EXCERPT:
Additionally, in 2025, the ODM business added new custom smart movement orders in cooperation with Huawei, such as developing smart watches for a pharmaceutical company's subsidiary, further expanding the company's high-margin product lines.
Through smart gold watch technology crossover, precious metal accessories category expansion, and traditional gold watch premiumization strategies, Shenzhen Hipine Precision Technology achieved revenue structure optimization and gross margin improvement.
**"Small but Beautiful" Gold Watch Segment with Both Opportunities and Challenges**
Considering precious metal watch market trends, the precious metal watch segment represents a "small but beautiful" opportunity for Shenzhen Hipine Precision Technology. According to Frost & Sullivan data, China's precious metal watch market size was RMB 26.46 billion by GMV in 2024, with a compound annual growth rate of 4.54% from 2019 to 2024. It is expected to reach RMB 34.08 billion by 2029, with a compound annual growth rate of 5.19% from 2024 to 2029.

DATA EXCERPTS:

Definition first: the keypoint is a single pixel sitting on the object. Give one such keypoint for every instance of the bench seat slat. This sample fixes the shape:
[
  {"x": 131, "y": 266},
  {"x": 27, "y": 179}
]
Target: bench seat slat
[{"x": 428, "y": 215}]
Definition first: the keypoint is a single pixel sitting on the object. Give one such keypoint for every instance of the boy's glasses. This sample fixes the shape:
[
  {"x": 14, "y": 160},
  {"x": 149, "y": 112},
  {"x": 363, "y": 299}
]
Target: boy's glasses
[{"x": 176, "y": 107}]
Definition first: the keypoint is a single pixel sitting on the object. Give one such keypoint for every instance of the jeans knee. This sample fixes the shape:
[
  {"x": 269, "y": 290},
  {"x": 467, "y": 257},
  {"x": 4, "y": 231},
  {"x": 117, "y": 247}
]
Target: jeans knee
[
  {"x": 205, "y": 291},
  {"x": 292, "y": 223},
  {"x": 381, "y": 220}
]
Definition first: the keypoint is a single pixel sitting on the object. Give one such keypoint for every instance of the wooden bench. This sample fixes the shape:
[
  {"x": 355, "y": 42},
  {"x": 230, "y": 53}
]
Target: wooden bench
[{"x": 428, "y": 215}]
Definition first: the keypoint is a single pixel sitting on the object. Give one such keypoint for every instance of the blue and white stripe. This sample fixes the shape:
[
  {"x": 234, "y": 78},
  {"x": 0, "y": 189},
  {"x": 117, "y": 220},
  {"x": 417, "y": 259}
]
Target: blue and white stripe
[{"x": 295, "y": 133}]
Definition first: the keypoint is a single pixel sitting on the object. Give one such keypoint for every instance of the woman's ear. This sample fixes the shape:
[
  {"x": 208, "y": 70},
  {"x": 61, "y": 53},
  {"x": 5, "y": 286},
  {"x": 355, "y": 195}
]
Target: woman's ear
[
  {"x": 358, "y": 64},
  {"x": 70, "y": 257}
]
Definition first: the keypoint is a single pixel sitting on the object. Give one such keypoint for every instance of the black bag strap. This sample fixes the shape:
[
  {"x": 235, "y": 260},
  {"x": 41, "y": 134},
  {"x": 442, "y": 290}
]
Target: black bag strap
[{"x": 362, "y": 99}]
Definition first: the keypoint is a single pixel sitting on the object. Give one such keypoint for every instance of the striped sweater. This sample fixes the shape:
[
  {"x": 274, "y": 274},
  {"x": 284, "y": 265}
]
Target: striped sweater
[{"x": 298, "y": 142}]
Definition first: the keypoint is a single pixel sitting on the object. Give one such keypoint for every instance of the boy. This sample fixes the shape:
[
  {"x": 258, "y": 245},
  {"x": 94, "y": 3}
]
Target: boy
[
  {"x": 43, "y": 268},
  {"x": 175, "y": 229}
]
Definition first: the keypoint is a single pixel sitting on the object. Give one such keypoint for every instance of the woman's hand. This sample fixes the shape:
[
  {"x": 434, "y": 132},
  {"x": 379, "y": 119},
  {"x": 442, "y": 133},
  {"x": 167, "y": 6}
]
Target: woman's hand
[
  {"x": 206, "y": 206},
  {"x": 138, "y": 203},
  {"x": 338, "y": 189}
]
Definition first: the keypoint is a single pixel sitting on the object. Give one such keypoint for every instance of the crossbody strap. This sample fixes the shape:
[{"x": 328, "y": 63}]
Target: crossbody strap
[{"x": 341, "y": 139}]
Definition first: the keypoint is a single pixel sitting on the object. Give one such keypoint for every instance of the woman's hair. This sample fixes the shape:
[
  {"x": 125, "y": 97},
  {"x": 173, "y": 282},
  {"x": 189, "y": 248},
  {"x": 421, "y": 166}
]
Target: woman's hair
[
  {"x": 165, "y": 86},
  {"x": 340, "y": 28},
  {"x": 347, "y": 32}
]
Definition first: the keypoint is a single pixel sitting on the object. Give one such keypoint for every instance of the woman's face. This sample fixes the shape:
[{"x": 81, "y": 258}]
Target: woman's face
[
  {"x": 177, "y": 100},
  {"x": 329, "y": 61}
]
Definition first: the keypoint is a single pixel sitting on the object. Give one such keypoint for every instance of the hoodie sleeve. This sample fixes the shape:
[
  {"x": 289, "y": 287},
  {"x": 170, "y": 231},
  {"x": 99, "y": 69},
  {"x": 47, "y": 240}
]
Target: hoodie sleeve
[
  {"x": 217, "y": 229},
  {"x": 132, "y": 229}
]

GOAL OF THE EXERCISE: Please reproduce the excerpt about Shenzhen Hipine Precision Technology's gold watch business above, word for word and in full.

REPLY TO THE EXERCISE:
Additionally, in 2025, the ODM business added new custom smart movement orders in cooperation with Huawei, such as developing smart watches for a pharmaceutical company's subsidiary, further expanding the company's high-margin product lines.
Through smart gold watch technology crossover, precious metal accessories category expansion, and traditional gold watch premiumization strategies, Shenzhen Hipine Precision Technology achieved revenue structure optimization and gross margin improvement.
**"Small but Beautiful" Gold Watch Segment with Both Opportunities and Challenges**
Considering precious metal watch market trends, the precious metal watch segment represents a "small but beautiful" opportunity for Shenzhen Hipine Precision Technology. According to Frost & Sullivan data, China's precious metal watch market size was RMB 26.46 billion by GMV in 2024, with a compound annual growth rate of 4.54% from 2019 to 2024. It is expected to reach RMB 34.08 billion by 2029, with a compound annual growth rate of 5.19% from 2024 to 2029.